-- The exercise --
Turn everything in the data from the line containing "Put a dot on every instance of the freezer" down through the end into a numbered list, including both the first and last lines and leaving out any blank lines.

* start Stored records *

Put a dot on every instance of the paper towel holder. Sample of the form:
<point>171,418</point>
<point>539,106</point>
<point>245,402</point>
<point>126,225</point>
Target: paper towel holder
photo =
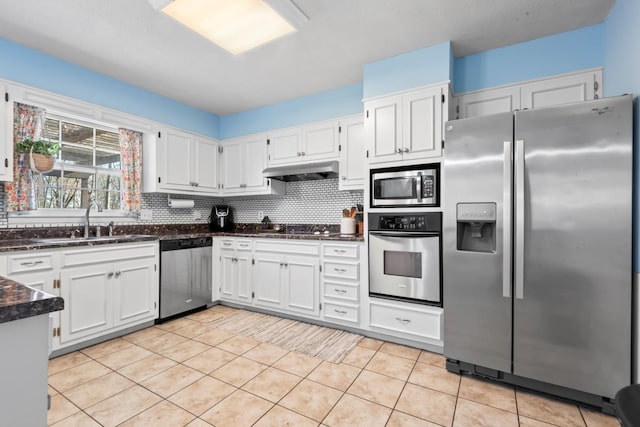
<point>180,203</point>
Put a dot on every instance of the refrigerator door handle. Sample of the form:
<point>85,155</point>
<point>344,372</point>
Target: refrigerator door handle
<point>506,220</point>
<point>519,217</point>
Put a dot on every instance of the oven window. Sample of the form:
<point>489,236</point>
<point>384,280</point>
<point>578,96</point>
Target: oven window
<point>402,263</point>
<point>395,188</point>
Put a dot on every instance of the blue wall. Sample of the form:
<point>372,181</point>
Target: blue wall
<point>622,75</point>
<point>324,105</point>
<point>418,68</point>
<point>30,67</point>
<point>560,53</point>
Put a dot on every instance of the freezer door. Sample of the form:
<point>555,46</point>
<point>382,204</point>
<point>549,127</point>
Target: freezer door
<point>477,178</point>
<point>572,306</point>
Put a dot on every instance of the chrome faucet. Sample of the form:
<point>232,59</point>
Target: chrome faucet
<point>86,216</point>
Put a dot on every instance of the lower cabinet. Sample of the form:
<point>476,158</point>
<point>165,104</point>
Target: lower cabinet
<point>285,281</point>
<point>105,288</point>
<point>236,270</point>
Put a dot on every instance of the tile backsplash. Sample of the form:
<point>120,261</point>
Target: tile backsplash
<point>304,202</point>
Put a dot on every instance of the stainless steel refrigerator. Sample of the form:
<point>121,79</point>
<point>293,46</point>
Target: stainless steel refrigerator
<point>537,272</point>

* end Stored records *

-- Reply to the exercise --
1. Put a dot on every instance of the freezer door. Sample of the form:
2. <point>555,46</point>
3. <point>382,204</point>
4. <point>549,127</point>
5. Target: freezer door
6. <point>477,178</point>
7. <point>572,306</point>
8. Put a dot on every instance of the chrome faucet. Sample of the form:
9. <point>232,59</point>
10. Target: chrome faucet
11. <point>86,216</point>
12. Put a dot on every instance of the lower cabinet. Sample of the form:
13. <point>476,158</point>
14. <point>165,104</point>
15. Target: lower cabinet
16. <point>285,281</point>
17. <point>105,288</point>
18. <point>236,270</point>
19. Put a dot on every instance of the tile backsplash. Sample of the form:
20. <point>120,261</point>
21. Target: tile backsplash
22. <point>304,202</point>
23. Put a dot on every instance of the stainless steel refrigerator. Sample of the form:
24. <point>121,79</point>
25. <point>293,46</point>
26. Target: stainless steel refrigerator
27. <point>537,272</point>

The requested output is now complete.